Every entry must be duplicated precisely as written.

* START Supplied data *

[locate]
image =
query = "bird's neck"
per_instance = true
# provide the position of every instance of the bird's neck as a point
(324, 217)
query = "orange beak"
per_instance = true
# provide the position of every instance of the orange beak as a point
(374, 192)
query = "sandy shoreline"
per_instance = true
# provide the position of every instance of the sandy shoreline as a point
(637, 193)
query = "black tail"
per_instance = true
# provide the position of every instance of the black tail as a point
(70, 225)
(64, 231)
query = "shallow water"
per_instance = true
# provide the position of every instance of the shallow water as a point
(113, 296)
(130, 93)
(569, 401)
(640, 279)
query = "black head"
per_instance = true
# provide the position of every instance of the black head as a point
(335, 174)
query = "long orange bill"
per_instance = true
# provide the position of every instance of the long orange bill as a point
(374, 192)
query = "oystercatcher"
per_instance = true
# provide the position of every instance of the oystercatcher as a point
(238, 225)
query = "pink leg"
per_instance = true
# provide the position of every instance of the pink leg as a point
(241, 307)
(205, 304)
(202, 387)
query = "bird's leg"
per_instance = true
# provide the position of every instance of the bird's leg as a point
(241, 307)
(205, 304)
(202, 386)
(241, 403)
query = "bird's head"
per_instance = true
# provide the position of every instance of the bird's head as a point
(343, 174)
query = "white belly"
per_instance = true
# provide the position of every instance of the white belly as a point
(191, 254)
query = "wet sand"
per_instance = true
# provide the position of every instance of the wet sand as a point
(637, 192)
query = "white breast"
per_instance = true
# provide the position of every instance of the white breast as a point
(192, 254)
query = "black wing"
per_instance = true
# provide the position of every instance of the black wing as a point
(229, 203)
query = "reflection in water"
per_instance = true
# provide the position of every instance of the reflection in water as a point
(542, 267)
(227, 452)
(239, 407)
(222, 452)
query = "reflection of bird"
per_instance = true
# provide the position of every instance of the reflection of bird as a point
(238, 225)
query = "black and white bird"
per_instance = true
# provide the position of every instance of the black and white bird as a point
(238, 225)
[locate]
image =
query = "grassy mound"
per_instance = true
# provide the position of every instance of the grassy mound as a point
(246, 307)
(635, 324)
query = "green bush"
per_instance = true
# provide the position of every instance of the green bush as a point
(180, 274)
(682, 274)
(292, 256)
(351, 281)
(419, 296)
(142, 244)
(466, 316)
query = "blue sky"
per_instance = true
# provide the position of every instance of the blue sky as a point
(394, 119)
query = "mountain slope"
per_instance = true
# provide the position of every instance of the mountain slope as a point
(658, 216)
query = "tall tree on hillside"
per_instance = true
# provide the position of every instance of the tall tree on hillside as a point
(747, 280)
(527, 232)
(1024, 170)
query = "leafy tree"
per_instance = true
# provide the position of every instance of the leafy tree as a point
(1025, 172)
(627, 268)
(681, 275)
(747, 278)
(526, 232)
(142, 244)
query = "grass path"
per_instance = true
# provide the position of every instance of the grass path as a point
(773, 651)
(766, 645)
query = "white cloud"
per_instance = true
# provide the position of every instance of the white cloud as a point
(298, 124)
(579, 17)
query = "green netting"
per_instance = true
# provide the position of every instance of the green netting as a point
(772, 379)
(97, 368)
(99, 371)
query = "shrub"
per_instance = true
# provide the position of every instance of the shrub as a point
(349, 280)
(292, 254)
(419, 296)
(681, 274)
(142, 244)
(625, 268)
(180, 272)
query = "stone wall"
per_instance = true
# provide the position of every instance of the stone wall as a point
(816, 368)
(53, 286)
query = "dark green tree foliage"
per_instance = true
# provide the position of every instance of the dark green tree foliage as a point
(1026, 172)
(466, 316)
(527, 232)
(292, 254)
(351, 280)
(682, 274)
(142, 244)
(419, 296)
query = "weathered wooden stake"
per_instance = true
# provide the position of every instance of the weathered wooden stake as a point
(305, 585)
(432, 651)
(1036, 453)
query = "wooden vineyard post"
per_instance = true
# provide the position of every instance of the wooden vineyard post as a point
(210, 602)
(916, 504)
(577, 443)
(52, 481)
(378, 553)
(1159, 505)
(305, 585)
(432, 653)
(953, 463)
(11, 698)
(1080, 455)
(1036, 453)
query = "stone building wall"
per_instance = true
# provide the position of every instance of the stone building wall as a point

* END Supplied data *

§ Problem solution:
[locate]
image =
query = "bird's neck"
per_instance = true
# provide the position of every instance of the bird's neck as a point
(324, 217)
query = "orange beak"
per_instance = true
# provide the position of every instance of the orange beak as a point
(374, 192)
query = "sandy shoreline"
per_instance = true
# provide the position of every instance of the sandy shoreline as a point
(637, 193)
query = "black tail"
per_instance = true
# provide the position of every instance of the black tail as a point
(70, 225)
(64, 231)
query = "shallow water"
per_instance = true
# provide the position of every instance of the shallow water as a point
(113, 296)
(130, 93)
(569, 401)
(640, 279)
query = "black head"
per_instance = true
# provide the position of every instance of the black head as a point
(335, 174)
query = "long orange bill"
per_instance = true
# provide the position of every instance of the long orange bill as a point
(374, 192)
query = "oystercatcher"
per_instance = true
# provide the position of every instance of the oystercatcher as a point
(238, 225)
query = "pink leg"
per_instance = true
# provide the position of every instance of the pink leg as a point
(241, 307)
(205, 304)
(202, 387)
query = "bird's leg"
per_instance = true
# provide the position of every instance of the bird's leg as a point
(241, 307)
(205, 304)
(202, 386)
(241, 403)
query = "bird's head"
per_instance = true
# provide the position of every instance of the bird's head as a point
(343, 174)
query = "white belly"
per_instance = true
# provide the position of every instance of the white belly as a point
(191, 254)
query = "wet sand"
per_instance = true
# provide the position of every instance of the wet sand as a point
(637, 192)
query = "white breast"
per_instance = true
# provide the position of every instance of the white breast as a point
(192, 254)
query = "black wing"
per_instance = true
# provide the position of every instance of the black wing as a point
(229, 203)
query = "reflection in water"
per_instance = true
# provide the position of every instance of the reflection in water as a point
(542, 267)
(227, 452)
(239, 407)
(222, 452)
query = "reflection of bird"
per_instance = true
# provide the position of every instance of the reflection of bird as a point
(238, 225)
query = "black and white bird"
per_instance = true
# provide the position of every instance of the black and white bird as a point
(238, 225)
[locate]
image =
query = "grassy mound"
per_instance = true
# provide the position of every instance of the grassy mound as a point
(246, 307)
(635, 324)
query = "green bush"
per_instance = true
# provide the position of every instance of the green bush as a point
(180, 274)
(682, 274)
(292, 256)
(351, 281)
(419, 296)
(142, 244)
(466, 316)
query = "blue sky"
per_instance = true
# provide the position of every instance of the blue sky as a point
(394, 119)
query = "mountain slope"
per_instance = true
# provide the position of every instance of the mountain slope as a point
(658, 216)
query = "tall tree on hillside"
per_instance = true
# provide the position of every instance of the tall tree on hillside as a point
(747, 280)
(527, 232)
(1024, 170)
query = "leafy tree"
per_instance = true
# provide the position of every instance of the leafy tree as a point
(1025, 172)
(627, 268)
(681, 275)
(747, 278)
(526, 232)
(142, 244)
query = "grass path"
per_instance = true
# provide the position of every instance of the grass path as a point
(773, 651)
(766, 645)
query = "white cloud"
per_instance = true
# provide the position of every instance of the white cloud as a point
(298, 124)
(579, 17)
query = "green netting"
per_instance = true
# provide the position of every instance of the green netting as a point
(772, 379)
(97, 368)
(99, 371)
query = "shrub"
per_instance = true
# provide the position of every instance of the shrub as a point
(349, 280)
(292, 254)
(419, 296)
(681, 274)
(142, 244)
(625, 268)
(180, 272)
query = "stone wall"
per_instance = true
# provide the position of every instance of the stone wall as a point
(816, 368)
(53, 286)
query = "dark green tree foliage"
per_instance = true
# provide the position of every instance of the dark green tree foliage as a point
(1026, 172)
(466, 316)
(527, 232)
(292, 254)
(351, 280)
(682, 274)
(142, 244)
(419, 296)
query = "weathered wooden stake"
per_instance = true
# provide the position of every instance of the weathered wooden stake as a point
(305, 585)
(432, 651)
(1036, 453)
query = "wooden vineyard post"
per_instance = true
# provide the position of every instance of the wooden vineyard post as a point
(210, 602)
(916, 504)
(577, 443)
(52, 481)
(378, 553)
(1159, 505)
(305, 585)
(432, 653)
(953, 463)
(11, 698)
(1080, 455)
(1036, 453)
query = "stone building wall"
per_instance = true
# provide the position of every instance of the stone building wall as a point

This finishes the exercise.